Data entries
※ ※ ※

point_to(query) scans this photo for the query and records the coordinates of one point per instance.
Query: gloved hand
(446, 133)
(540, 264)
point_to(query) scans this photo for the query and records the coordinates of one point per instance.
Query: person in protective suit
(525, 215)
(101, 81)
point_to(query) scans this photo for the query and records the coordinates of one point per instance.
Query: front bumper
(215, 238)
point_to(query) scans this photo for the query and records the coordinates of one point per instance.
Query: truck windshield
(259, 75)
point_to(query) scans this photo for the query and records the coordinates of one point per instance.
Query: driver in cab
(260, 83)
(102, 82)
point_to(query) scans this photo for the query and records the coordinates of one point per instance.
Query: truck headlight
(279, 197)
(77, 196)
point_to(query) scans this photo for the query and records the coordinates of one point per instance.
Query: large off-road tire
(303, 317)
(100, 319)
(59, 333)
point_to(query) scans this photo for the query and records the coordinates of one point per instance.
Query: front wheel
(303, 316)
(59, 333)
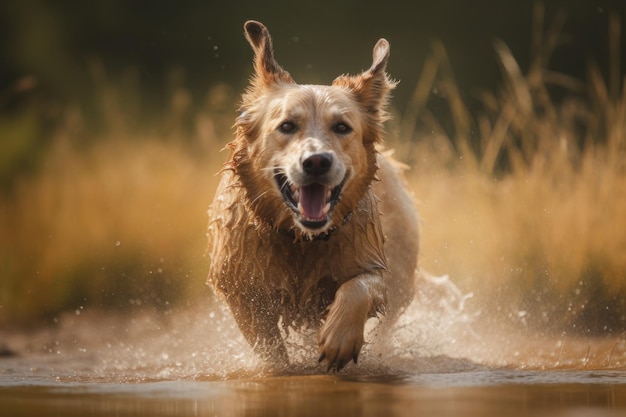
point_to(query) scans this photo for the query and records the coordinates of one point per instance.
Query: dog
(312, 225)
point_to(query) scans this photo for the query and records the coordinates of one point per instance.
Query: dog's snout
(318, 163)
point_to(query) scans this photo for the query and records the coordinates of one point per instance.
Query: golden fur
(296, 232)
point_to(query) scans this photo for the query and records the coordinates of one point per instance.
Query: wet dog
(311, 225)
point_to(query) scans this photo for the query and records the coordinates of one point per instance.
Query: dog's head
(305, 154)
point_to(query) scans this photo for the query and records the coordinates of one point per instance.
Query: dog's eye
(342, 128)
(288, 127)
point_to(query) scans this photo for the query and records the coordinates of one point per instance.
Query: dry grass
(523, 204)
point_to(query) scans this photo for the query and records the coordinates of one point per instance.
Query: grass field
(522, 196)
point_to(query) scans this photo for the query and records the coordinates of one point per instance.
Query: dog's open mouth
(313, 203)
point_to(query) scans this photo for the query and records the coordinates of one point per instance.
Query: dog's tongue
(313, 201)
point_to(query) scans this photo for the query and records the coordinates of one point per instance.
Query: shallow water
(441, 359)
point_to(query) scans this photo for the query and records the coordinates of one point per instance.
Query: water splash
(442, 331)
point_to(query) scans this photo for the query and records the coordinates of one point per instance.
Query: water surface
(441, 359)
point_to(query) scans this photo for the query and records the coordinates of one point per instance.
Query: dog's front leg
(341, 336)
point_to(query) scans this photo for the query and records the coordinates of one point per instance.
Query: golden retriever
(311, 225)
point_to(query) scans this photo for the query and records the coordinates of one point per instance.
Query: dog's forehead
(329, 97)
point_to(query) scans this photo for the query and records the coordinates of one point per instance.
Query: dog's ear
(267, 70)
(372, 86)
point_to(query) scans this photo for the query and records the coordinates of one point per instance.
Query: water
(443, 358)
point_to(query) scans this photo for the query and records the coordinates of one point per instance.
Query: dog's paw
(341, 337)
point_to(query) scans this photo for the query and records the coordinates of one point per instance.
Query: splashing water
(439, 332)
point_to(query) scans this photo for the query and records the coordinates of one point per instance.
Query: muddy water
(441, 359)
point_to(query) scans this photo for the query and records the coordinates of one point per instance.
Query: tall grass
(523, 198)
(525, 204)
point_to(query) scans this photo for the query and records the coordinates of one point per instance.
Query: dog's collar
(322, 236)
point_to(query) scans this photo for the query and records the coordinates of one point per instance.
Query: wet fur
(268, 264)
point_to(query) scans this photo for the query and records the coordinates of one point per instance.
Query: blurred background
(511, 114)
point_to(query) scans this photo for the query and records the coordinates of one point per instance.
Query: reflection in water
(443, 358)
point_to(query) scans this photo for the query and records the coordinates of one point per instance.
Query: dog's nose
(318, 163)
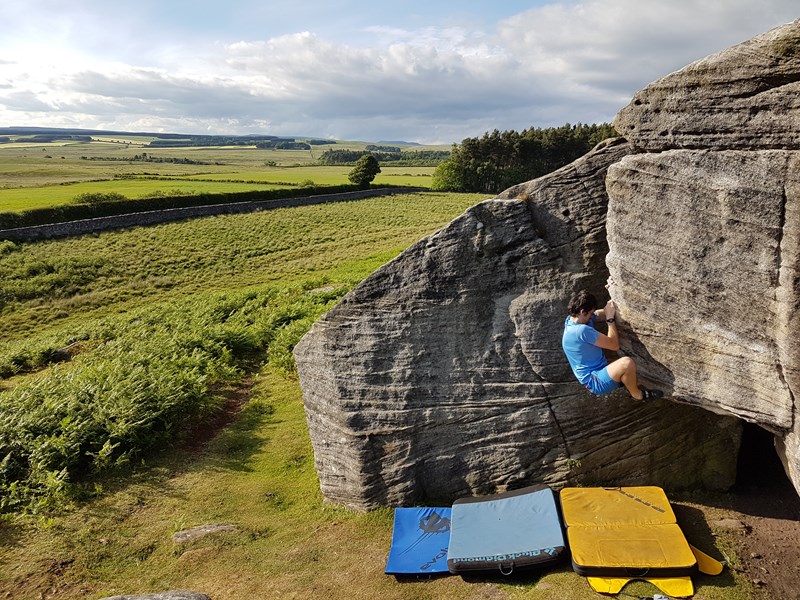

※ ※ ※

__Brief__. Copy out all the records exactly, excluding pictures.

__Exercise answer__.
point_to(query) scans this photo for the query and records the coordinates of one point per instance.
Query: gloved hand
(446, 133)
(540, 264)
point_to(query) scans this photo for the query and records the coordinates of one point per instance.
Query: person in protective suit
(525, 215)
(101, 81)
point_to(query) scans this photo for the query and records the coordinates of one point per instance.
Query: front bumper
(215, 238)
point_to(query) scans this photo for the query and records the coordinates of one point per instance.
Query: truck windshield
(259, 75)
point_to(query) scans this photo for the query and records the coordinates of one point per instance.
Query: driver in cab
(260, 83)
(102, 82)
point_to(query) scans this photo for the query and records the coordinates of one point per instance.
Query: truck headlight
(279, 197)
(77, 196)
point_to(query) scans this photo for the query and records the coordinates of one point per instance.
Query: large off-road tire
(303, 317)
(100, 319)
(59, 333)
point_to(query) scans this photo for the query and records the coordinates of one point per instance.
Query: front wheel
(303, 316)
(59, 333)
point_to(query) scans this photo for the query and records the coordinates of one point per instance.
Query: dog
(312, 225)
point_to(query) scans this photo for the query and records the coordinates of one point per instance.
Query: dog's snout
(318, 163)
point_to(query) scans this photo for the query and records the coordinates of one point per instance.
Query: golden fur
(296, 232)
point_to(query) scans this photo for the query and records the coordinates of one point per instance.
Query: wet dog
(311, 225)
point_to(query) scans this photo for the query and records the coordinates of one point per instance.
Query: dog's head
(305, 154)
point_to(query) scans this photo for the query and records the coordinates of one point per instance.
Query: dog's eye
(342, 128)
(288, 127)
point_to(query) scans this photo for the query and records the coordinates of one point per instance.
Query: dry grass
(523, 204)
point_to(query) scans this photo for the query and records the coordinates of one point per instance.
Query: grass field
(522, 196)
point_to(query) scans this photo for the query and records the coordinates of one point per instance.
Query: dog's open mouth
(313, 203)
point_to(query) scans this photo for the query and records the coordinates of one point per instance.
Query: dog's tongue
(313, 201)
point_to(query) scans this photo for the query and records the coordinates of one point per instance.
Query: shallow water
(441, 359)
point_to(query) scans this photo for the query and records the coordinates of one point per instance.
Query: water splash
(442, 331)
point_to(query) scans this photo for the query and records the coordinates of one point per instance.
Query: water surface
(441, 359)
point_to(query) scans this photo for the query and records the coordinates of one point per instance.
Query: dog's front leg
(341, 336)
point_to(query) scans this photo for the query and records the coordinates of one point per instance.
Query: golden retriever
(311, 225)
point_to(query) scans this photo for the query and records the coordinates of one point per instance.
Query: dog's forehead
(329, 97)
point_to(query) scans this photo for the query and records the coordinates of one point per instance.
Query: dog's ear
(267, 70)
(372, 86)
point_to(query) scans this photo for the query and records the coordinates of one point per instance.
Query: water
(443, 358)
point_to(query) scans this photo for the query and records the coordinates of one point per instance.
Query: dog's paw
(341, 337)
point_to(query) scans this photo for the query and records the coordinates of one point per instance.
Query: splashing water
(439, 332)
point_to(query) scans this photo for the query and records the coordinates of one point per instance.
Query: muddy water
(441, 359)
point_to(query) scans this photo for the query and records the coordinates of one point per instance.
Query: tall grass
(523, 198)
(525, 204)
point_to(query) scans this photo for the query and records the coordinates of one point per instance.
Query: dog's collar
(322, 236)
point_to(query) scans this photo for the query and records the coordinates of one point per instance.
Query: wet fur
(268, 264)
point_to(query) scans this photo for the query and records the coordinates of one point per instance.
Query: blurred background
(511, 114)
point_to(query) scans this photo for the query and records the coordinates of one point per instance.
Query: reflection in water
(443, 358)
point_to(query) scans this photo for the query and records the coordinates of one point per instance.
Query: dog's nose
(318, 163)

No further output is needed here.